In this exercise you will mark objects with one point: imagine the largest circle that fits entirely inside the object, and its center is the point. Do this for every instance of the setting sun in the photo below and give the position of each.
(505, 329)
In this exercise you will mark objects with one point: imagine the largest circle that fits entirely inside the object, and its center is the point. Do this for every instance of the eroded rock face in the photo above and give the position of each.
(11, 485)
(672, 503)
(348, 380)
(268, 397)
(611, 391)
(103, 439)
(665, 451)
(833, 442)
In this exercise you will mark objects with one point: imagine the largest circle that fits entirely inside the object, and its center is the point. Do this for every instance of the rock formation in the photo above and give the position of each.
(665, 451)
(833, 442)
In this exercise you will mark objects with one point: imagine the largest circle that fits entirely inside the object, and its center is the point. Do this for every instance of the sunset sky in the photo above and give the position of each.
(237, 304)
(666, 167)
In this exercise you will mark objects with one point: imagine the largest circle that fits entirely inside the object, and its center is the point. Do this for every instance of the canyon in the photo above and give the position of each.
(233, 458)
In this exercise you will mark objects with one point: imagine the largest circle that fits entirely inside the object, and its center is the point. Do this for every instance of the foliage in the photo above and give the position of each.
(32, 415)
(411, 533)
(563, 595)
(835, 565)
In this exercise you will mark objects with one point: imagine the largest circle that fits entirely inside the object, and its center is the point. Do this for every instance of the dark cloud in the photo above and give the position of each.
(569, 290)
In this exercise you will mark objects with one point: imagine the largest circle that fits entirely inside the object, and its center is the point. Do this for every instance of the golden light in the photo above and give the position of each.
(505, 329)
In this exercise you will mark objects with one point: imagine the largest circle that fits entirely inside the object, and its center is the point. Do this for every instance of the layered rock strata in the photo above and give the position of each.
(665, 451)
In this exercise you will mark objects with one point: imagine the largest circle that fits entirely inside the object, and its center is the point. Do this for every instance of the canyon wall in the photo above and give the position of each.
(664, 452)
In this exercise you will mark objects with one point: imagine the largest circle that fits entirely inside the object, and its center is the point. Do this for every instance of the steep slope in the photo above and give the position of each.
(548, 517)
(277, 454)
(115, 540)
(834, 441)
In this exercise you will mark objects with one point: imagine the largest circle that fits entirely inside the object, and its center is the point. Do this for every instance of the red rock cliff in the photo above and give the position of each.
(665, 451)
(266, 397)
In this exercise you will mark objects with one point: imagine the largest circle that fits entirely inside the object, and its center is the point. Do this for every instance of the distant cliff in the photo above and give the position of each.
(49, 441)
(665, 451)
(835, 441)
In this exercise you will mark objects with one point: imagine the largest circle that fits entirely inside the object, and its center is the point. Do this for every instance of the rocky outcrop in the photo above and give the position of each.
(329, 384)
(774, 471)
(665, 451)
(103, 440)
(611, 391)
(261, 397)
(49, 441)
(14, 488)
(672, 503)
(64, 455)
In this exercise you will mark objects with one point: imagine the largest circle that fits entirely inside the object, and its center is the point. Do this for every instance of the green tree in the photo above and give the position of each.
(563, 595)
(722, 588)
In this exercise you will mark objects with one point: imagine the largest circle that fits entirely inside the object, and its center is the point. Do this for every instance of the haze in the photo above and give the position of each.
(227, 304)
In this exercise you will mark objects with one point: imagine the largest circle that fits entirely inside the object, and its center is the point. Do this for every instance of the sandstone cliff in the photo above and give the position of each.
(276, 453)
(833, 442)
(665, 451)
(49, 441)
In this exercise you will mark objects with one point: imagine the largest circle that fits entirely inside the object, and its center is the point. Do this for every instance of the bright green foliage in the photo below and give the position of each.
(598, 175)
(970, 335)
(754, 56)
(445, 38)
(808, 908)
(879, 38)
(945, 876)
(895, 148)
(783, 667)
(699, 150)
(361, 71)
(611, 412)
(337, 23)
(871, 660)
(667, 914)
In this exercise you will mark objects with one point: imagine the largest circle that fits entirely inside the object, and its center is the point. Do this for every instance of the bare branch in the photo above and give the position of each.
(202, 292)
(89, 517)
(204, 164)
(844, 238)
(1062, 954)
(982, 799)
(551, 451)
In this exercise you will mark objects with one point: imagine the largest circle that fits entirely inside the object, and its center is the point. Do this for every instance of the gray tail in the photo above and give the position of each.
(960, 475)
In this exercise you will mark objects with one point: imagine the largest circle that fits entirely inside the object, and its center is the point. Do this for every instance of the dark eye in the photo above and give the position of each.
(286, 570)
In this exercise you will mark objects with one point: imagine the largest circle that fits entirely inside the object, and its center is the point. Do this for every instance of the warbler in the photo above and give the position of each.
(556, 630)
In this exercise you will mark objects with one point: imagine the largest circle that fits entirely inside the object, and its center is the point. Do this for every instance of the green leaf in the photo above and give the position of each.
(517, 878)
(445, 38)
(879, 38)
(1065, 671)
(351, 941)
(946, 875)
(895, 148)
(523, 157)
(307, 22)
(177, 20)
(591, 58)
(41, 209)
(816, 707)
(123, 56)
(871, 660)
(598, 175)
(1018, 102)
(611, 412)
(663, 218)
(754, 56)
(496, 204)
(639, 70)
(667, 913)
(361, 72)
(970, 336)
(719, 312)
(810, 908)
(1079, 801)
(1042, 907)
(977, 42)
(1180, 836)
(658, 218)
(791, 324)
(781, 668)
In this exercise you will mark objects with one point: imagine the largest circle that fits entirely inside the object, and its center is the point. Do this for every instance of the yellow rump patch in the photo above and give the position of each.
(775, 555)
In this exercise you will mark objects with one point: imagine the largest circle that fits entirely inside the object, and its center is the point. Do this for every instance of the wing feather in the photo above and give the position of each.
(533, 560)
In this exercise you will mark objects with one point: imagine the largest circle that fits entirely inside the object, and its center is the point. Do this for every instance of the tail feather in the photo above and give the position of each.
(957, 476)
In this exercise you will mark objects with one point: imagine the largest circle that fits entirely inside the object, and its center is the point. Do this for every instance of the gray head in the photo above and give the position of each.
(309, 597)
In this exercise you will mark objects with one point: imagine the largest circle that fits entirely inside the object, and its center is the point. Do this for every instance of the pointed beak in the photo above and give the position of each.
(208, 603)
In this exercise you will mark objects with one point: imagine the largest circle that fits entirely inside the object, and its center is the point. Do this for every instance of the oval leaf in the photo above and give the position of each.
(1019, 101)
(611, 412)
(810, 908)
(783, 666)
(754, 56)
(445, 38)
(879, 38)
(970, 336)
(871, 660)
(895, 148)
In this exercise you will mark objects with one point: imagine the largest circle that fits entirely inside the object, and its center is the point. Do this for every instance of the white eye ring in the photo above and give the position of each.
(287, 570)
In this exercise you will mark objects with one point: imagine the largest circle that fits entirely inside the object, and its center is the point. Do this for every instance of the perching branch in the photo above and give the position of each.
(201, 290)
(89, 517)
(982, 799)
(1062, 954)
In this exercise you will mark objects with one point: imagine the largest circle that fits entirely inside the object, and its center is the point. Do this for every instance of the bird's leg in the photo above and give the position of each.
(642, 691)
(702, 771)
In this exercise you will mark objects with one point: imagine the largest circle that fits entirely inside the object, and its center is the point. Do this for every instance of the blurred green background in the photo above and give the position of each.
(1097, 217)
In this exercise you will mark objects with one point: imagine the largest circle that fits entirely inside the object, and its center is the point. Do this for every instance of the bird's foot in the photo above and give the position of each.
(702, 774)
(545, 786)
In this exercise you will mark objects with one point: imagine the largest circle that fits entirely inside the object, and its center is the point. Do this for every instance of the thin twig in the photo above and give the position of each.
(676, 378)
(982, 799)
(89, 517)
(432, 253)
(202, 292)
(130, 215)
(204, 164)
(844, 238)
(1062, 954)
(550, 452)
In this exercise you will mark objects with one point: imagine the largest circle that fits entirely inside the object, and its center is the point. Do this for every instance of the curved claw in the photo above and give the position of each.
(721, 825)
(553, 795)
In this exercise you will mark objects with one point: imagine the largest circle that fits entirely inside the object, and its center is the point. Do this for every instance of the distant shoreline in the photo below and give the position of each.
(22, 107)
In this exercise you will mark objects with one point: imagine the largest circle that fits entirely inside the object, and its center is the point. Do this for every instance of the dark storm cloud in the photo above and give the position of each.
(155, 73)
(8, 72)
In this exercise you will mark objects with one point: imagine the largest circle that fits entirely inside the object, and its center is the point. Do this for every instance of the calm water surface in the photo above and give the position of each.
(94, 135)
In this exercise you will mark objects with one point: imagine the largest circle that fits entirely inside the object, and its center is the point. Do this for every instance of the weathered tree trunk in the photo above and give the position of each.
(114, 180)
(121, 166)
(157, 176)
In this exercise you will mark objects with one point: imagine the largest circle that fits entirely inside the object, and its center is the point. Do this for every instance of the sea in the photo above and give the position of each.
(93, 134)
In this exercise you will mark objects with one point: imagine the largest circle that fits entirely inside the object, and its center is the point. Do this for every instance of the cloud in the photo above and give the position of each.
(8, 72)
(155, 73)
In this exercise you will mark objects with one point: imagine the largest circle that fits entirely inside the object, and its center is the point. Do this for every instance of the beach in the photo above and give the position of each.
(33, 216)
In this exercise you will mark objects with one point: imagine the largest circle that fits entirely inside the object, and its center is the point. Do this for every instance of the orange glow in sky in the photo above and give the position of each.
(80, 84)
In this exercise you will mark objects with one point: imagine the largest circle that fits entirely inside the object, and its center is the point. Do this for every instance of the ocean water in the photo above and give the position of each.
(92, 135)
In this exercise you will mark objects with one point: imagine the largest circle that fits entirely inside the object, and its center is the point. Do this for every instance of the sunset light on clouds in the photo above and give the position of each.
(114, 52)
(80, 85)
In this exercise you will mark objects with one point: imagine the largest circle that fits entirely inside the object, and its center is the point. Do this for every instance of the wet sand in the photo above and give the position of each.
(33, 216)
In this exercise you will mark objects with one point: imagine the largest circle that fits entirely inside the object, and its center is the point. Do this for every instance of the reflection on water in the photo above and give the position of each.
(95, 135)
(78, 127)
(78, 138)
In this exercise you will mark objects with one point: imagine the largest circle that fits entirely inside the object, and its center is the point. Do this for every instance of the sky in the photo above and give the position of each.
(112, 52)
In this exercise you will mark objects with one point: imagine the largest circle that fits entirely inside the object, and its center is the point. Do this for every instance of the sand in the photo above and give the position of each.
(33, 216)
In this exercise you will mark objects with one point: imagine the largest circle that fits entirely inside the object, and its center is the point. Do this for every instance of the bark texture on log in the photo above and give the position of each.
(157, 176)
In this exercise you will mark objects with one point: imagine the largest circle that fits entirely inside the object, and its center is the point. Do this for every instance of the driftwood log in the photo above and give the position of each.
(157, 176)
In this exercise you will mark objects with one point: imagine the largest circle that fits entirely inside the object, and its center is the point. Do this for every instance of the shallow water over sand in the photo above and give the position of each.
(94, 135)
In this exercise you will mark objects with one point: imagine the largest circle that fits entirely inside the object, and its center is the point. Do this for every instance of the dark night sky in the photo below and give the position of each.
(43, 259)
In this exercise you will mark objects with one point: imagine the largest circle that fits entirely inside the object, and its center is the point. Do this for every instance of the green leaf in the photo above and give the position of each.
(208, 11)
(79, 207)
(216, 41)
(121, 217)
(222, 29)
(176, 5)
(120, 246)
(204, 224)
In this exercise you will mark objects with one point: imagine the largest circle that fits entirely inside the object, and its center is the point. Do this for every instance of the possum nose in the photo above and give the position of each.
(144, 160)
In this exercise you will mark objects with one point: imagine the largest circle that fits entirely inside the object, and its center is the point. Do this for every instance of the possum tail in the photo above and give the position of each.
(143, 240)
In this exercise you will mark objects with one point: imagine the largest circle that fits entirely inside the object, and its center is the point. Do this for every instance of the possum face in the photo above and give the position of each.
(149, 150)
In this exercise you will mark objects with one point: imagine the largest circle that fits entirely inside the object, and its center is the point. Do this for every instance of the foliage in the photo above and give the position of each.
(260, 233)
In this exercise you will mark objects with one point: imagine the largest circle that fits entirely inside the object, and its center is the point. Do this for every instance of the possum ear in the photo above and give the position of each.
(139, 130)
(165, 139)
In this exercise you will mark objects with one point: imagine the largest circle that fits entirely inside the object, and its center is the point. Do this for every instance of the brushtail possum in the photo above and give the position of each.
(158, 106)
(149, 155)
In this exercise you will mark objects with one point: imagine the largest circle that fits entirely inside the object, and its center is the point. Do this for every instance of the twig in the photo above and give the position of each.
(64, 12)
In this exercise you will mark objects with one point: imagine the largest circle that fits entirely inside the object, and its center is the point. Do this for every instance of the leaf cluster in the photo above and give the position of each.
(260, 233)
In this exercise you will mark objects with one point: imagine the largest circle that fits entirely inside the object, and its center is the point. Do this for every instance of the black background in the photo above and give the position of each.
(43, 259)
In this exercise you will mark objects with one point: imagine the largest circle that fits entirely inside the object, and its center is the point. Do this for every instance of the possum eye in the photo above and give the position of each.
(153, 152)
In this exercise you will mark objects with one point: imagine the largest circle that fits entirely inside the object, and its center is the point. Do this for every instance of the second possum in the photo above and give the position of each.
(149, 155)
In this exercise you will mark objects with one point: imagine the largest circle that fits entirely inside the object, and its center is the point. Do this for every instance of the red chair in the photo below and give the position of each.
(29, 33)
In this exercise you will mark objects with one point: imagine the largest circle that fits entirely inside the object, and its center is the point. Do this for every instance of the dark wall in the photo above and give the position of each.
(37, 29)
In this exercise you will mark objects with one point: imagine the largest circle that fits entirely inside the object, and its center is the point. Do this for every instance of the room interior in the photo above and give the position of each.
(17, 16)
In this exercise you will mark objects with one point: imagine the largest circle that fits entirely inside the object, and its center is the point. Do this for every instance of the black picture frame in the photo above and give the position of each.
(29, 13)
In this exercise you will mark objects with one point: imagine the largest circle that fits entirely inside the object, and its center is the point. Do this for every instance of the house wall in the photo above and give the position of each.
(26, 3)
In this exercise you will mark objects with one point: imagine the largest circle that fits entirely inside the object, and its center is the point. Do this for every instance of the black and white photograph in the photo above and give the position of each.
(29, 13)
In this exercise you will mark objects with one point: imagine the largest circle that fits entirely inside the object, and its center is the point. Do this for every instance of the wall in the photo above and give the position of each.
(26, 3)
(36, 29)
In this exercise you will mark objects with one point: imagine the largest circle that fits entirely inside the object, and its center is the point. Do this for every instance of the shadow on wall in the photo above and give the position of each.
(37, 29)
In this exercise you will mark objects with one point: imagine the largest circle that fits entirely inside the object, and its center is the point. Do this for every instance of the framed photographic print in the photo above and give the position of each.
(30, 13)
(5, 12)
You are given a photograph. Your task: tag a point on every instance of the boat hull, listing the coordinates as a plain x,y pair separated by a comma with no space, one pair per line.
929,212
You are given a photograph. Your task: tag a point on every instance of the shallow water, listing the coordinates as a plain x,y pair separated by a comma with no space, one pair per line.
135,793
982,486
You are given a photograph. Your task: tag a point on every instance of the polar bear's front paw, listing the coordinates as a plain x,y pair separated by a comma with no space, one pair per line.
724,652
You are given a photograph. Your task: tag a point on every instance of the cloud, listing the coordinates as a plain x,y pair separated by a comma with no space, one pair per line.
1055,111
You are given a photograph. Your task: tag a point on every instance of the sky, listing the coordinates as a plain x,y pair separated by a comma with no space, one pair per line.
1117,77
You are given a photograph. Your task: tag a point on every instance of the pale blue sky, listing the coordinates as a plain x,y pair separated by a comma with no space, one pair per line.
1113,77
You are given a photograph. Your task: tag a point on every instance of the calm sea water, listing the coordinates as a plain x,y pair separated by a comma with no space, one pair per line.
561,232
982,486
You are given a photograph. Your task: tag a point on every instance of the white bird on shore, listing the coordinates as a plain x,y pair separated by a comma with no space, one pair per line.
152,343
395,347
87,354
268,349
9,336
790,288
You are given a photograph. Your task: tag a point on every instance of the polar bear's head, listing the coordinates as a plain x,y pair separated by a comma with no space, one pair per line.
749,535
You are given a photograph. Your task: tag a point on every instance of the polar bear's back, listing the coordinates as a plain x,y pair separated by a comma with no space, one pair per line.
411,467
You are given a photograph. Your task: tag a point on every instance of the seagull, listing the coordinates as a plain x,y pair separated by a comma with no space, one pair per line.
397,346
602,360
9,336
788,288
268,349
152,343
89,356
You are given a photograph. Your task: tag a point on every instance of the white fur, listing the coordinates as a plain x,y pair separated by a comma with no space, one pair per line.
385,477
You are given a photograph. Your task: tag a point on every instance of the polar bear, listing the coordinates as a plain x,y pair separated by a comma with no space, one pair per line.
# # #
**Task statement:** The line with "the seagull, listing" through the last line of the data: write these out exactly, and no others.

**Answer space:**
You are given a photograph. Your task: tag a point on every instance of the seagull, listing the coordinates as a plain x,y pair separated by a comma with no space, one pair per line.
397,346
602,360
9,336
788,288
268,349
152,343
89,356
You are given a photograph. Your task: tag a point on every instance of the white fur, listing the coordinates as a plain x,y pair separated by a comma with no space, one pair per line.
385,477
You are given a photograph. Your task: tag a point on every instance of the polar bear, listing the coordinates as a plain x,y pair separated by a comma with no space, one pair per line.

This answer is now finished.